Stated goal:
Give every line of the listing below as a JSON list of strings, one string per line, omitting blank lines and leaving out the pictures.

Exercise data:

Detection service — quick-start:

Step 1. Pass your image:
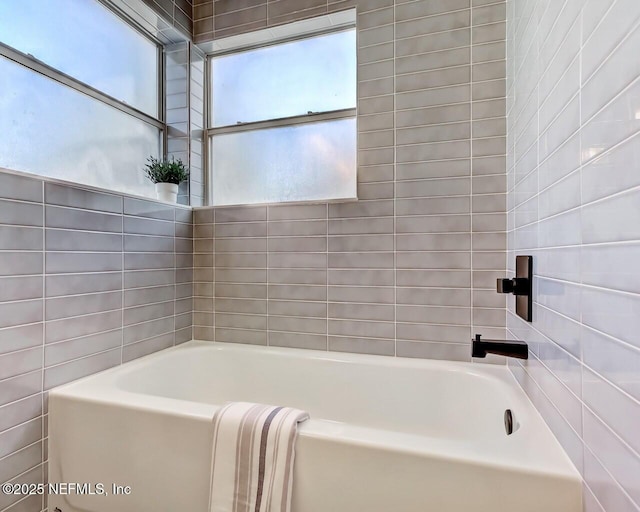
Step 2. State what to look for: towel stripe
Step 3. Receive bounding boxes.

[209,402,309,512]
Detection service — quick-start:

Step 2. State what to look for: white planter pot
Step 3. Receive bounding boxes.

[156,183,178,203]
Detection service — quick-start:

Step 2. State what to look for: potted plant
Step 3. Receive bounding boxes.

[144,156,189,203]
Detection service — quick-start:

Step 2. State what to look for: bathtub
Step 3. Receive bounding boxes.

[49,341,582,512]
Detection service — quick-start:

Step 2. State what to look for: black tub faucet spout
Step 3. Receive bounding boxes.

[471,334,529,359]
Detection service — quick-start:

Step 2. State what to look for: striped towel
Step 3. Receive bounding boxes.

[209,402,309,512]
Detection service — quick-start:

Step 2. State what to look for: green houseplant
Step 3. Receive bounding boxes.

[144,156,189,203]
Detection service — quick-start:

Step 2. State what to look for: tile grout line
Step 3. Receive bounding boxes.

[393,0,398,357]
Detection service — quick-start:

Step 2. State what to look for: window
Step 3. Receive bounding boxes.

[0,0,164,195]
[208,29,356,206]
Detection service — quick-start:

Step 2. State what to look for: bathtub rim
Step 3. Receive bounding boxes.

[49,340,581,481]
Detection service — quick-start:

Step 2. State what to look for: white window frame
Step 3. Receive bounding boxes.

[0,4,167,141]
[202,9,357,204]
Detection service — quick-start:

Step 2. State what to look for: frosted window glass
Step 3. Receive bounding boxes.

[211,30,356,126]
[211,119,356,206]
[0,57,160,197]
[0,0,158,117]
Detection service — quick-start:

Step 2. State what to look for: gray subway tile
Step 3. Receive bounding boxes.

[44,183,122,214]
[0,172,42,203]
[45,206,122,233]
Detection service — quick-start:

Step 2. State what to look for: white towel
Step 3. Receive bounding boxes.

[209,402,309,512]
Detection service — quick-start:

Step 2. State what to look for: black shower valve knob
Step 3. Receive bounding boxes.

[496,277,530,295]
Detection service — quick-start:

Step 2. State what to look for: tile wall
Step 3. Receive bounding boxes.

[194,0,506,360]
[0,172,193,512]
[507,0,640,512]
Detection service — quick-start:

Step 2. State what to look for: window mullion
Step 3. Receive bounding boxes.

[0,43,165,130]
[207,108,356,136]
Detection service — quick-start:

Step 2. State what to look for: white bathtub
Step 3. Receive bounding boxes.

[49,341,581,512]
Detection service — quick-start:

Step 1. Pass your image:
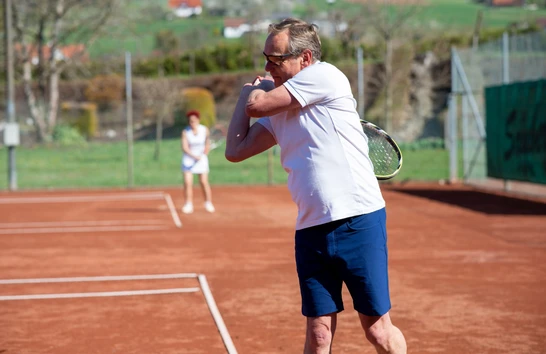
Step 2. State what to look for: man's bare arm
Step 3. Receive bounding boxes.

[225,85,276,162]
[245,80,301,117]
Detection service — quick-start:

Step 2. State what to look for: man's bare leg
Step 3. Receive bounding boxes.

[358,312,407,354]
[303,313,337,354]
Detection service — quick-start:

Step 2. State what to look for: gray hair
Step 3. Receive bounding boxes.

[269,18,322,61]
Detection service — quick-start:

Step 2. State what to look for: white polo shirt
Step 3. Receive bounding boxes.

[257,62,385,230]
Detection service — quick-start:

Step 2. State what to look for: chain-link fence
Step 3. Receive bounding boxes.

[446,31,546,195]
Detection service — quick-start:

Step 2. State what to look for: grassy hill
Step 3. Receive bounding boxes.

[89,0,546,58]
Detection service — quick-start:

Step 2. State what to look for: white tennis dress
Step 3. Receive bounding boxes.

[257,62,385,230]
[182,124,209,174]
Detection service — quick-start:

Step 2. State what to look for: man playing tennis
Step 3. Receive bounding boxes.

[226,18,406,354]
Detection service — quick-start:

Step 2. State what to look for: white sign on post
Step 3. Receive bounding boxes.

[4,123,19,147]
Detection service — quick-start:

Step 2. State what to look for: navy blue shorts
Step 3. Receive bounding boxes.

[296,208,391,317]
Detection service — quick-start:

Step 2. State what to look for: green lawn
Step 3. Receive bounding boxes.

[0,139,449,190]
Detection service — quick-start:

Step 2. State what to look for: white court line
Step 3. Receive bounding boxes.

[197,274,237,354]
[0,273,197,284]
[0,288,199,301]
[0,193,164,204]
[0,225,168,235]
[164,193,182,228]
[0,220,165,229]
[0,273,237,354]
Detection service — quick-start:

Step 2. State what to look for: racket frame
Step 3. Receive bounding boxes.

[360,119,403,181]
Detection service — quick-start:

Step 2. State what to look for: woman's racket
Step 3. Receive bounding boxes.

[360,120,402,180]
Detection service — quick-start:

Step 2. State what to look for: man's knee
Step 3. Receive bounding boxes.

[306,320,333,350]
[365,326,390,347]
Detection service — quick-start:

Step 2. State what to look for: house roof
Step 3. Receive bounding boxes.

[14,43,87,60]
[169,0,203,9]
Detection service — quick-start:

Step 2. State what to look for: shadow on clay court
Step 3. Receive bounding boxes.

[392,188,546,215]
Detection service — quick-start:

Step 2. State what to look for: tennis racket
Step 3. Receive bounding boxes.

[360,120,402,180]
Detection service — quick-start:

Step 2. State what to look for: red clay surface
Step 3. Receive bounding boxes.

[0,185,546,354]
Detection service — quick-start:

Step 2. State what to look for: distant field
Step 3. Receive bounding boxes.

Task result:
[
  "Detection service — quick-start:",
  "Step 1. Pass your image:",
  "Step 2. State what to look for: towel stripe",
  "Step 3. Receive bounding boxes.",
  "[209,402,309,512]",
  "Detection service — quick-start:",
  "Step 2. State what to look for: white planter pot",
  "Step 3. Receive bounding boxes.",
  "[156,183,178,203]",
  "Detection service — quick-start:",
  "Step 2. State what to look for: potted plant",
  "Step 3. Receive bounding boxes.",
  "[144,156,189,203]",
  "Detection service — quick-start:",
  "Step 2. State what to look for: bathtub",
  "Step 3. Receive bounding boxes.",
  "[49,341,582,512]",
  "Detection service — quick-start:",
  "Step 2. State what to look for: black tub faucet spout",
  "Step 3. Receive bounding boxes.",
  "[471,334,529,359]",
  "Detection service — quick-start:",
  "Step 2. State what to look for: striped towel",
  "Step 3. Receive bounding boxes.",
  "[209,402,309,512]",
  "Detection service — quick-start:",
  "Step 2. State what to look for: green houseplant",
  "Step 3. Receive bounding boxes.",
  "[144,156,189,203]",
  "Detection service — quick-start:",
  "Step 2. State what to look for: tile grout line",
  "Step 3. Receive bounding boxes.",
  "[393,0,398,357]",
  "Detection service — quick-start:",
  "Step 2. State what to look for: window",
  "Step 3. Receive bounding boxes.",
  "[0,0,164,195]",
  "[208,29,356,206]",
  "Detection service — quick-start:",
  "Step 2. State what to look for: bathtub rim",
  "Step 3. Receive bounding boxes.",
  "[49,340,581,481]",
  "Detection service — quick-start:",
  "Step 2. State what to look for: white window frame",
  "Step 3. Receive bounding boxes.",
  "[0,4,167,141]",
  "[202,9,357,204]",
  "Detection service — quick-start:",
  "Step 2. State what to look for: frosted window glass",
  "Step 3. Receive bounding boxes.",
  "[211,30,356,126]",
  "[211,119,356,206]",
  "[0,57,160,197]",
  "[0,0,158,117]",
  "Detection service — quick-start:",
  "Step 2. State what to look for: gray subway tile",
  "Step 3. Receive bounding boxes.",
  "[44,183,122,214]",
  "[0,172,42,203]",
  "[45,206,122,233]",
  "Detection service — quick-start:",
  "Step 2. State what to look for: white towel",
  "Step 3. Receive bounding boxes.",
  "[209,402,309,512]",
  "Detection service — quick-start:",
  "Step 2. State what to look for: black shower valve knob",
  "Step 3. Receive bounding boxes.",
  "[496,277,530,295]",
  "Detection service — quick-start:",
  "Step 2. State what to look for: tile wall",
  "Step 3. Receive bounding boxes.",
  "[194,0,506,360]",
  "[0,172,193,512]",
  "[507,0,640,512]",
  "Detection service — quick-start:",
  "Step 2. State what to look for: window mullion",
  "Step 3. Receive bounding boxes.",
  "[0,43,165,130]",
  "[207,108,356,136]",
  "Detection service — quick-start:",
  "Step 2. State what to look for: white bathtub",
  "Step 3. Receive bounding boxes.",
  "[49,341,581,512]",
  "Detection service — quick-start:",
  "Step 1. Pass your image:",
  "Step 2. State what to look for: man's bare arm",
  "Step 3. Receive bounding boxes.",
  "[225,85,276,162]",
  "[245,80,301,117]",
  "Detection service — quick-start:",
  "Step 2. State what to look for: man's bare leg",
  "Step 3. Receive bounding boxes.",
  "[358,312,407,354]",
  "[303,313,337,354]",
  "Detection service — quick-start:",
  "Step 2. State what to look for: gray hair",
  "Step 3. Receive bounding boxes.",
  "[269,18,322,61]",
  "Detection service — quick-start:",
  "Step 2. State what to look for: white polo shirt",
  "Step 3. Receive bounding boxes.",
  "[257,62,385,230]",
  "Detection service — quick-start:",
  "Step 2. State what to look for: chain-link fence",
  "Step 3. Receive bounding boxes.",
  "[446,31,546,195]",
  "Detection service — quick-start:",
  "Step 2. State what to look for: grassy hill",
  "Step 3. Receive bounding boxes.",
  "[89,0,546,58]",
  "Detection service — quick-start:",
  "Step 2. State what to look for: white tennis dress",
  "Step 3. Receive bounding boxes.",
  "[257,62,385,230]",
  "[182,124,209,174]",
  "Detection service — quick-start:",
  "Step 2. State what to look for: man playing tennis",
  "Step 3. Receive bounding boxes.",
  "[226,18,406,354]",
  "Detection service — quick-start:",
  "Step 2. State what to look for: white sign on post",
  "Step 3. Receive bounding boxes.",
  "[4,123,19,147]",
  "Detection service — quick-start:",
  "Step 2. State what to look for: navy blue shorts",
  "Step 3. Receive bounding boxes.",
  "[296,208,391,317]",
  "Detection service — quick-start:",
  "Step 2. State what to look for: green lawn",
  "Step 3. Receive bounding boxes.",
  "[0,139,449,190]",
  "Detection service — quick-start:",
  "Step 2. State what to look for: white court line",
  "Step 3. Receive bounding boxes.",
  "[197,274,237,354]",
  "[0,273,197,284]",
  "[0,288,199,301]",
  "[0,193,164,204]",
  "[0,225,168,235]",
  "[164,193,182,228]",
  "[0,220,165,229]",
  "[0,273,237,354]",
  "Detection service — quick-start:",
  "Step 2. State what to look for: racket frame",
  "Step 3. Receive bounding boxes.",
  "[360,119,403,181]",
  "Detection service — quick-start:",
  "Step 2. State what to look for: woman's racket",
  "Step 3. Receive bounding boxes.",
  "[360,120,402,180]",
  "Detection service — quick-start:",
  "Step 2. State what to look for: man's knee",
  "Step 3. Receive bounding boxes.",
  "[306,320,333,350]",
  "[365,326,390,347]",
  "Detection service — quick-start:",
  "Step 2. State what to look for: house roof",
  "Step 3. Receive bounding boxes.",
  "[14,43,87,60]",
  "[169,0,203,9]",
  "Detection service — quick-start:",
  "Step 2. State what to look for: shadow on clay court",
  "Step 3. Receive bounding boxes.",
  "[392,188,546,215]",
  "Detection service — quick-start:",
  "Step 2. State what to look for: tennis racket",
  "Step 3. Receive bounding boxes.",
  "[360,120,402,180]",
  "Detection service — quick-start:",
  "Step 2. State what to look for: red clay surface",
  "Step 3. Receive bounding boxes.",
  "[0,185,546,354]",
  "Detection service — quick-start:",
  "Step 2. State what to look for: distant field",
  "Step 3. Receive bounding boxes."
]